* WORK TO BE COMPLETED: Reproduce the material below from the line with "Please trace the outline of every instance of the glass curtain" up to and including the line with "POLYGON ((471 927, 497", requests included, shifting every coordinate in the answer outlines by -68. Leave the numbers in the requests and their format samples unchanged.
--- DATA RECORDS ---
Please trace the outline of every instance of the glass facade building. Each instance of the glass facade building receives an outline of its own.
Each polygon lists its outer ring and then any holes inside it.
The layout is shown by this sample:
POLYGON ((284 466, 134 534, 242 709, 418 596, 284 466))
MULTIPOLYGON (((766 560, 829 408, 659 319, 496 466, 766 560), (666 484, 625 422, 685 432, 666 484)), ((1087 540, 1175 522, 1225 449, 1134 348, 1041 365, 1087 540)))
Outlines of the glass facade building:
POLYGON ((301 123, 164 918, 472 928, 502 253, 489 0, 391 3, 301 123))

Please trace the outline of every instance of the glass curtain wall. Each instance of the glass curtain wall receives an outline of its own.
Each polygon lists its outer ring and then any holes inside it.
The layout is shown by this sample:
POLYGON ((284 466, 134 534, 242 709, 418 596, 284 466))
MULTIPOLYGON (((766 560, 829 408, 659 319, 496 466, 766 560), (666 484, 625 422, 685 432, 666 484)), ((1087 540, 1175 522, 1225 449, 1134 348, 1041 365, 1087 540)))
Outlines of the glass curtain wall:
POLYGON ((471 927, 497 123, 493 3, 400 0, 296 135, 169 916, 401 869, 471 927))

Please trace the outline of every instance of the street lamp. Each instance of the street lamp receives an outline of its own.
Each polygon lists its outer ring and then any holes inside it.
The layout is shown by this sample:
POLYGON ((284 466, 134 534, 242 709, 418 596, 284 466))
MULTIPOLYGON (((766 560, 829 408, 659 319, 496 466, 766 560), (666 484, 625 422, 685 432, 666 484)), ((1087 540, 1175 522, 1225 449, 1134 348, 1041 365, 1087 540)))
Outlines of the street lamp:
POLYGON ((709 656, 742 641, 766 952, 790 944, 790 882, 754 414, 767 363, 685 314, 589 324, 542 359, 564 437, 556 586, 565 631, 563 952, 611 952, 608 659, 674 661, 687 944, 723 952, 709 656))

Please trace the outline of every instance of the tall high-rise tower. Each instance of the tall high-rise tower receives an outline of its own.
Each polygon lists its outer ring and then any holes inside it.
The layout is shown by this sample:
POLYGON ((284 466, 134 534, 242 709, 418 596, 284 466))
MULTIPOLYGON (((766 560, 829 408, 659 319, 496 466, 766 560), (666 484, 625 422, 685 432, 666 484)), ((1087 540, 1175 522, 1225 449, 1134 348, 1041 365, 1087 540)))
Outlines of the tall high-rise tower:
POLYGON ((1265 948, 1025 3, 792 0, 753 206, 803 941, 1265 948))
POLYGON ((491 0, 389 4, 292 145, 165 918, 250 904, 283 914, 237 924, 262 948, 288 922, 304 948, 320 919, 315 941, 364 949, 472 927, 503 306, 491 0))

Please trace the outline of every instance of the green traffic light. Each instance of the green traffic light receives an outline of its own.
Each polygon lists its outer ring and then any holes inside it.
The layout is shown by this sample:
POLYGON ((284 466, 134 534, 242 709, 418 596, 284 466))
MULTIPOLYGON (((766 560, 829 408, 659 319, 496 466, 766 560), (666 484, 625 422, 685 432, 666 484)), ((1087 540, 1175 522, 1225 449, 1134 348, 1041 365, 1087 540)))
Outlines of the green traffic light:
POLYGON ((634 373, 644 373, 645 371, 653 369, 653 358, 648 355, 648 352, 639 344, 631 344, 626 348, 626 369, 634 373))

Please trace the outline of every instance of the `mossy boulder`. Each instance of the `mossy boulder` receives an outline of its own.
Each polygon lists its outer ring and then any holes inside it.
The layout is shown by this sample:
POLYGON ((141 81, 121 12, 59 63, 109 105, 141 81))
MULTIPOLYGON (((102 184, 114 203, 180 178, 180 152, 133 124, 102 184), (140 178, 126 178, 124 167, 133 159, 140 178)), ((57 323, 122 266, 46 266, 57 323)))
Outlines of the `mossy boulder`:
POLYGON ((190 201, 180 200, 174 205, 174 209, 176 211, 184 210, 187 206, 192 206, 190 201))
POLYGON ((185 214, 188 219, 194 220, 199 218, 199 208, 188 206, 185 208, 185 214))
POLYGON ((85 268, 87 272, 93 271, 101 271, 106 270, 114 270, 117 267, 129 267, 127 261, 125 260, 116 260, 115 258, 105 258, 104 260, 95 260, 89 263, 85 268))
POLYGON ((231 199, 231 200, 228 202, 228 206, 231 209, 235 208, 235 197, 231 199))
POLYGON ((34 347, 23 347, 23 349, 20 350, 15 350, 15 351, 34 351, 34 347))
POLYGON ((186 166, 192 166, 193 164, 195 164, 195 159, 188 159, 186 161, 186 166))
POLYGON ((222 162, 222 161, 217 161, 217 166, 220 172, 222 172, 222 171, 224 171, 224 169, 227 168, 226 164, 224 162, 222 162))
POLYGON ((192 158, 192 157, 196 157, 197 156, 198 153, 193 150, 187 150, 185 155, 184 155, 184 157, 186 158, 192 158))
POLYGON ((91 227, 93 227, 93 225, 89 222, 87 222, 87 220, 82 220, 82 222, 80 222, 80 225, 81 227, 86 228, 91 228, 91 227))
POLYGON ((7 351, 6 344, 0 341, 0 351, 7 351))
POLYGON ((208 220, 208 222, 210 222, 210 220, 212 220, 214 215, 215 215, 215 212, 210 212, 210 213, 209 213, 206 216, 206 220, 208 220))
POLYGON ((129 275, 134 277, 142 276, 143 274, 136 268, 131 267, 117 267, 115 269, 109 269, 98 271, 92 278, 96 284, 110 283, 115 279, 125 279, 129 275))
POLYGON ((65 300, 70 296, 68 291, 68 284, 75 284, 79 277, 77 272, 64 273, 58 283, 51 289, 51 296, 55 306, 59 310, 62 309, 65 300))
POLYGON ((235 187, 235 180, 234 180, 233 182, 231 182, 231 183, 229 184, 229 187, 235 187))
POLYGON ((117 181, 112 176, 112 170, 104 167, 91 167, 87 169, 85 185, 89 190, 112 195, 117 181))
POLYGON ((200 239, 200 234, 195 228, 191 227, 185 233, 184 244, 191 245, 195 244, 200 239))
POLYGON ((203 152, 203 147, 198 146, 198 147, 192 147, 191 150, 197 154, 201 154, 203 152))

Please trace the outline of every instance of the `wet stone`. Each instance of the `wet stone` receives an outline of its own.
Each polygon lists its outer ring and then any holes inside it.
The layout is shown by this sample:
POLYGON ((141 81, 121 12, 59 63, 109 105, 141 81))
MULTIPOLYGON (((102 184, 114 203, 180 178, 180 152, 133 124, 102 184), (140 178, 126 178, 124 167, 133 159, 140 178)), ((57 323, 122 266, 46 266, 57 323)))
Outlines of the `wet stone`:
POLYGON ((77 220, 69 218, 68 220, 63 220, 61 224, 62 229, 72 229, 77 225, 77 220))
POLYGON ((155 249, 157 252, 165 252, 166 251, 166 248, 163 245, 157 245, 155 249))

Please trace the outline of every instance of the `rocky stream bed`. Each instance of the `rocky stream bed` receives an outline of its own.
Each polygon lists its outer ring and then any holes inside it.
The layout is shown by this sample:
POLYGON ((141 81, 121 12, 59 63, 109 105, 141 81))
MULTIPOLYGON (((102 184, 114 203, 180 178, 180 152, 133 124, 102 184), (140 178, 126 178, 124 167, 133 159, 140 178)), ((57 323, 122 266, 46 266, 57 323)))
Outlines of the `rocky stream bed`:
---
* TASK OUTPUT:
Please trace the outline of every instance of the glass curtain wall. Each instance of the glass curtain wall receives an outline of its own.
Each polygon lists its outer ring and then any holes inside it.
The layout is shown by this sample:
POLYGON ((284 466, 134 534, 242 709, 418 596, 284 466))
MULTIPOLYGON (((766 560, 829 408, 659 319, 496 466, 766 560), (666 484, 625 422, 685 432, 666 484)), ((1087 540, 1175 522, 1225 449, 1134 348, 1041 365, 1087 540)))
Outlines of the glass curtain wall:
POLYGON ((403 859, 429 55, 425 -65, 332 -68, 228 67, 101 848, 333 801, 403 859))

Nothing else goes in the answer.